### [Okuma parçası]

Mlliyet Milliyet Blog Milliyet Blog
 

02 Temmuz '08

 
Kategori
Gündelik Yaşam
 

Uçmanın dayanılmaz hafifliği - 3.000 metreden tandem paraşüt atlayışı

Uçmanın dayanılmaz hafifliği - 3.000 metreden tandem paraşüt atlayışı
 

Atlayış Sonrası 30 Saniye Kadar Süreli Havada Serbest Düşüş


16 yaşımdan beri hayal ettiğim serbest paraşüt atlayışını 32 yıl sonra, 17 Mayıs 2008 Cumartesi günü gerçekleştirebildim.

İlk 30 saniyesi havada serbest düşüş ile geçen ve paraşütün açılması sonrası toplam 10 dakikalık bu atlayış benim için niye bu kadar önemliydi ?

Çünkü kendimi gerçekleştirebildim ve havada kuşlar gibi uçmanın ( düşmenin) dayanılmaz hafifliğini, korkunun zerresini hissetmeden doyasıya yaşadım, doyasıya...

Uçmak, yine 16 yaşımda Planör Pilot Kursuna katılmış olduğum sırada yaşadığım ve arada geçen 32 yılda asla unutamadığım eşşiz bir deneyim. İnsanın boyut değiştirdiği, toprağa bağlı olmaktan kurtulup gökyüzüne, saf ve temiz bir boyuta geçebildiği, kendi kendiyle kalıp müthiş bir özgürlük duygusuyla birlikte içindeki huzur ve mutluluğu keşfedebildiği tarifi kolay olmayan bir keyif.

### [Veri bölümü]
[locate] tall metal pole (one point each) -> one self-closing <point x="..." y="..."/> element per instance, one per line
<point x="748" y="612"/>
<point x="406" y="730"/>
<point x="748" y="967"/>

### [Görev listesi]
A: Paraşüt yazısına göre şu soruları cevaplayın:
(i) Atlayış hangi gün yapıldı?
(ii) Atlayışın ilk kaç saniyesi serbest düşüşle geçti?
(iii) Yazar 16 yaşındayken hangi kursa katıldı?
B: Paraşüt yazısında "Atlayış Sonrası 30" sözlerinden başlayıp "olmayan bir keyif." sözleri de dahil olmak üzere oraya kadar olan kısmı hiç değiştirmeden çıkarın.
Satırların paraşüt yazısıyla bir ilgisi yok.

### [Alıştırma sonuçları]
A:
(i) 17 Mayıs 2008 Cumartesi
(ii) 30 saniye
(iii) Planör Pilot Kursu

B:
Atlayış Sonrası 30 Saniye Kadar Süreli Havada Serbest Düşüş


16 yaşımdan beri hayal ettiğim serbest paraşüt atlayışını 32 yıl sonra, 17 Mayıs 2008 Cumartesi günü gerçekleştirebildim.

İlk 30 saniyesi havada serbest düşüş ile geçen ve paraşütün açılması sonrası toplam 10 dakikalık bu atlayış benim için niye bu kadar önemliydi ?

Çünkü kendimi gerçekleştirebildim ve havada kuşlar gibi uçmanın ( düşmenin) dayanılmaz hafifliğini, korkunun zerresini hissetmeden doyasıya yaşadım, doyasıya...

Uçmak, yine 16 yaşımda Planör Pilot Kursuna katılmış olduğum sırada yaşadığım ve arada geçen 32 yılda asla unutamadığım eşşiz bir deneyim. İnsanın boyut değiştirdiği, toprağa bağlı olmaktan kurtulup gökyüzüne, saf ve temiz bir boyuta geçebildiği, kendi kendiyle kalıp müthiş bir özgürlük duygusuyla birlikte içindeki huzur ve mutluluğu keşfedebildiği tarifi kolay olmayan bir keyif.